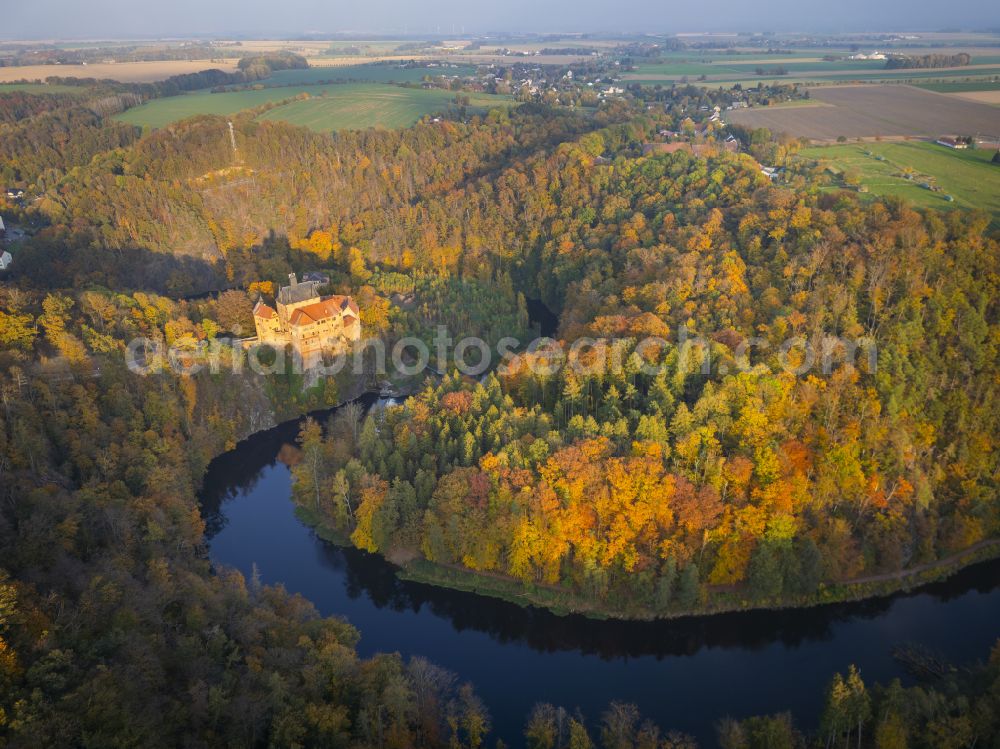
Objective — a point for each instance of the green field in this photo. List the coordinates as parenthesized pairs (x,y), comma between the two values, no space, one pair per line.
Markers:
(967,176)
(332,107)
(356,106)
(369,73)
(806,66)
(40,88)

---

:: TO BE DONE ::
Reproduce the text of every item above word for word, leaving out the pictures.

:: EXERCISE OUTPUT ::
Objective — a point for each instance of the green field in this photo. List the coordinates as parenthesized pairs (x,y), comma between the two values, no space, one pair per line.
Markers:
(967,176)
(332,107)
(356,106)
(369,73)
(806,66)
(40,88)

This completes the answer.